*WHAT TO WORK ON:*
A) According to the passage on inducing protein expression with milk products, about how much does whey cost per litre of media in Cameroon?
B) Please reproduce the protein expression passage word for word, starting at "Want to produce" and ending at "expression in bacteria.".
C) Extend the article on using milk, whey and lactose in place of IPTG with the next part that follows its final line.

*PASSAGE TO READ:*
____________
Want to produce proteins in your lab on a budget? Tired of waiting for reagents to arrive? In this article, we share the experience of our partners at Open Bioeconomy Lab at the University of Cambridge with using lactose from milk, in place of isopropyl β-D-1-thiogalactopyranoside (IPTG), to induce protein expression in bacteria.

IPTG is a molecular biology reagent used for bacterial protein production. As a structural mimic of lactose, IPTG can bind and inactivate the lac repressor, triggering the transcription of genes under control of the T7 promoter. Although widely used, IPTG is expensive, costing around $19.5 per litre of media (final concentration 1 mM) in Cameroon.

Alternatively, purified lactose, or whey containing lactose, can be used to induce protein expression (1, 2). While purified lactose is difficult to find, whey is cheaply and easily obtained in Cameroon, costing around $0.08 per litre of media (final concentration 0.2%).

During their quest to express OpenVent (3), a highly thermostable DNA polymerase with five times higher fidelity than Taq, researchers in Open Bioeconomy Lab showed that both purified lactose and homemade whey could be used to induce OpenVent expression in a comparable manner to IPTG. Protocols and details of these experiments can be found in their open lab notebook on Benchling.

Comparison of expression of OpenVent DNA polymerase using IPTG, lactose and homemade whey as inducers
Comparison of expression of OpenVent DNA polymerase using IPTG, lactose and homemade whey as inducers. Bacterial cell lysates were run on an SDS-PAGE gel and visualised using Coomassie protein stain. Hours indicate the time elapsed since the culture was initiated. Asterisk indicates the position of OpenVent. Image provided by Open Bioeconomy Lab.

Although whey is cheap and easy to obtain, its preparation can be time-consuming. Considering this, the researchers tested whether untreated milk could produce similar results. When milk was added to the media it became cloudy, making measurements of bacterial density difficult. However, in terms of protein induction, the results were comparable to those seen with IPTG, purified lactose or whey.

Turbidity of media containing whey or boiled milk
Turbidity of media containing whey or boiled milk. Photograph was taken before inoculation with bacteria.
____________
*DATA SUPPLIED:*
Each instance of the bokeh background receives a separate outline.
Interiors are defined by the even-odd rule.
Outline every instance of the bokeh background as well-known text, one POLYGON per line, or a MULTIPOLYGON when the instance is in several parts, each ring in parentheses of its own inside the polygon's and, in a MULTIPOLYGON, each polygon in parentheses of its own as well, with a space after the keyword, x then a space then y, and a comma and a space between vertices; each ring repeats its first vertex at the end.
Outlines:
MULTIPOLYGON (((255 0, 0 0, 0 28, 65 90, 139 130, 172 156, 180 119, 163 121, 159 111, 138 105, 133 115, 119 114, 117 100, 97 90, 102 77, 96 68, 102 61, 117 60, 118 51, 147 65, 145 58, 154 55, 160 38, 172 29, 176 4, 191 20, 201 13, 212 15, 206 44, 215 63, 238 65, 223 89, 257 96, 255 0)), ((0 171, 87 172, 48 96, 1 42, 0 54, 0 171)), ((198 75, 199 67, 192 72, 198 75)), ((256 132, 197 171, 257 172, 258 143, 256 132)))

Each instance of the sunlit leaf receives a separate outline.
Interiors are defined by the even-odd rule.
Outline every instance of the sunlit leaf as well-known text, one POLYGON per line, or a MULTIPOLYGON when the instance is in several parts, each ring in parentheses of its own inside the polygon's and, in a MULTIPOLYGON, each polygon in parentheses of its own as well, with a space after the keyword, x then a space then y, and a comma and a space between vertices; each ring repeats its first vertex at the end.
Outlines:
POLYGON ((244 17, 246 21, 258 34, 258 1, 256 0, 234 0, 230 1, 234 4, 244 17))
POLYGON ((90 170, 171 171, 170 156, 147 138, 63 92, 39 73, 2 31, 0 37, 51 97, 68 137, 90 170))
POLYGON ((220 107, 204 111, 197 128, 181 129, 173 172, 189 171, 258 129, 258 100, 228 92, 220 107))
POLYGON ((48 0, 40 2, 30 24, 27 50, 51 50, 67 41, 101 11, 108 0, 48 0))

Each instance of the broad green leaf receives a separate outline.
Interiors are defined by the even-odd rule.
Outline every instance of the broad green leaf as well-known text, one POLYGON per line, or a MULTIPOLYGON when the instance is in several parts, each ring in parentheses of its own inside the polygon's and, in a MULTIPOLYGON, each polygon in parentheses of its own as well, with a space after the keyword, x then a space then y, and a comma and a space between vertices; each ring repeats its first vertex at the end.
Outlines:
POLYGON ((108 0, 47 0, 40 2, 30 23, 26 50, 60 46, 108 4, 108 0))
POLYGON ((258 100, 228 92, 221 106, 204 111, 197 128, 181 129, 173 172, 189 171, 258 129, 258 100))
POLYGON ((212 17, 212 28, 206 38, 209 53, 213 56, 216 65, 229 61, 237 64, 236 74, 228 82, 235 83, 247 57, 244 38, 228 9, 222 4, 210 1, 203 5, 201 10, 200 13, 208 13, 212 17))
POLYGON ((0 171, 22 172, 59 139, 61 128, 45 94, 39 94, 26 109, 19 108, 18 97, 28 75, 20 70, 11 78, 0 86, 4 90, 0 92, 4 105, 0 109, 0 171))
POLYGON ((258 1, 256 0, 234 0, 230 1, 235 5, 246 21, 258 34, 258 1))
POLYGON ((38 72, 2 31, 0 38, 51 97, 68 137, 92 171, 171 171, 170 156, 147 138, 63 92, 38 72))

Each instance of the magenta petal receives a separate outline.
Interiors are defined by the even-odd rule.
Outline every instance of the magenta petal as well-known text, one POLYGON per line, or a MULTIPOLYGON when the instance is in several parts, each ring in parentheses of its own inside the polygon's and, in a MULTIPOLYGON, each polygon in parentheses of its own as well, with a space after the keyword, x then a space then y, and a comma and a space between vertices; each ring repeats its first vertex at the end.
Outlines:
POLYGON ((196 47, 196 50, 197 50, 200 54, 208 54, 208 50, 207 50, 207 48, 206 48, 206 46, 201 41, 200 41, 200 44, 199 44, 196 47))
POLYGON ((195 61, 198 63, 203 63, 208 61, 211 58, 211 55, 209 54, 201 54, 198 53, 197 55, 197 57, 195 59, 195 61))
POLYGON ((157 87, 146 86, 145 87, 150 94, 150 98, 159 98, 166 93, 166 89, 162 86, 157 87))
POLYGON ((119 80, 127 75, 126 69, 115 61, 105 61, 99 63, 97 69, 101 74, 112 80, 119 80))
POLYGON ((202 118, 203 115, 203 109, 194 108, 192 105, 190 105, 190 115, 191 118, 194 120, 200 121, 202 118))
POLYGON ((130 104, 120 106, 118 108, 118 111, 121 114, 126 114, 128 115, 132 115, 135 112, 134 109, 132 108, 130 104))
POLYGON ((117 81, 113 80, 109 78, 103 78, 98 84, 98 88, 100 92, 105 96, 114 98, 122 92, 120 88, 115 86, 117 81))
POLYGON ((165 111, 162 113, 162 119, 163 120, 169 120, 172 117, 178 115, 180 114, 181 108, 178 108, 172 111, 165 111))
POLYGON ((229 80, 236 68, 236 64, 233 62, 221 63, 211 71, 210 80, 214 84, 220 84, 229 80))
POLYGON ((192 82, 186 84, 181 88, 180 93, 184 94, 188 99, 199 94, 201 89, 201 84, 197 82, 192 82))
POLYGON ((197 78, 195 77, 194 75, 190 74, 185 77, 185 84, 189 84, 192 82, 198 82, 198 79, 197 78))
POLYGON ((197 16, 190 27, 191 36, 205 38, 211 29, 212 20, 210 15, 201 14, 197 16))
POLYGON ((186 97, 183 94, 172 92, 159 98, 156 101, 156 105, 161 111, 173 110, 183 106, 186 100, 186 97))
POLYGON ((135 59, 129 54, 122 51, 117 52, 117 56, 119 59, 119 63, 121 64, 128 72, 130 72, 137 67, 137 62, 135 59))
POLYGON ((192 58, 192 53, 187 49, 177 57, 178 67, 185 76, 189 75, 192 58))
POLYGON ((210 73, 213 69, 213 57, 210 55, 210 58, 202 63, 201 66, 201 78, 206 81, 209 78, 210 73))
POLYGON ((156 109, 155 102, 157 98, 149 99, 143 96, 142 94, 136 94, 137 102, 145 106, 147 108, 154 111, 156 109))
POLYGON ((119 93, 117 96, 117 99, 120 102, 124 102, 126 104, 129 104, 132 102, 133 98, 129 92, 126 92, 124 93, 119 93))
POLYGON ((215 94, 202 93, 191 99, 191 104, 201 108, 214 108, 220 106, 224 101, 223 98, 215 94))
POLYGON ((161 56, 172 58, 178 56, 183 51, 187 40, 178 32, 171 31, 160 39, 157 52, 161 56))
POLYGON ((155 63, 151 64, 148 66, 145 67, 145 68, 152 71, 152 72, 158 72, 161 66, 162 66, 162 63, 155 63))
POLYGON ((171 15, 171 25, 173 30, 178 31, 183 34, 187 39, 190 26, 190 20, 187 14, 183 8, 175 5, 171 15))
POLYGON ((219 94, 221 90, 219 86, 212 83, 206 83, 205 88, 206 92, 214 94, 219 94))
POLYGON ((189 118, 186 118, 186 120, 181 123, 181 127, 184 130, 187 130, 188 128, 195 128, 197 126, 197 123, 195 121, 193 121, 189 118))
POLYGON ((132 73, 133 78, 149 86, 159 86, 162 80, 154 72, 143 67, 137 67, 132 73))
____________
*ANSWERS:*
A) Around $0.08 per litre of media, at a final concentration of 0.2%.

B)
Want to produce proteins in your lab on a budget? Tired of waiting for reagents to arrive? In this article, we share the experience of our partners at Open Bioeconomy Lab at the University of Cambridge with using lactose from milk, in place of isopropyl β-D-1-thiogalactopyranoside (IPTG), to induce protein expression in bacteria.

C)
So where should you look to obtain lactose for your experiments? Fortunately, various milks and milk products contain high lactose content that could be exploited for bacterial protein expression, including cow milk, goat milk, condensed milk and whey, obtained as a waste product from the cheese industry (4).

Source

Lactose content (g/100 g)

Whole cow milk

3.7-5.1

Low-fat cow milk

3.7-5.5

Goat milk

4.1-4.7

Sweetened condensed milk

10.0-16.3

Cottage cheese whey

4.5-4.9

Condensed whey

38.5-39.0

Sweet dry whey

73.5-74.5

Lactose content of milk and milk products. Modified from “Chapter 3 Lactose content of milk and milk products”, 1988.

In conclusion, despite longer induction times, whey and milk offer attractive alternatives to IPTG for bacterial protein expression. With this in mind, it’s time to make your protein production legen-dairy!

If you are interested in protein expression, why not check out our bioreactor!

References

  1. Studier FW. Protein production by auto-induction in high density shaking cultures. Protein Expr Purif. 2005;41(1):207-34.
  2. Viitanen MI, Vasala A, Neubauer P, Alatossava T. Cheese whey-induced high-cell-density production of recombinant proteins in Escherichia coli. Microb Cell Fact. 2003;2(1):2.
  3. Huang H, Keohavong P. Fidelity and predominant mutations produced by deep vent wild-type and exonuclease-deficient DNA polymerases during in vitro DNA amplification. DNA Cell Biol. 1996;15(7):589-94.
  4. Chapter 3 Lactose content of milk and milk products. The American Journal of Clinical Nutrition. 1988;48(4):1099-104.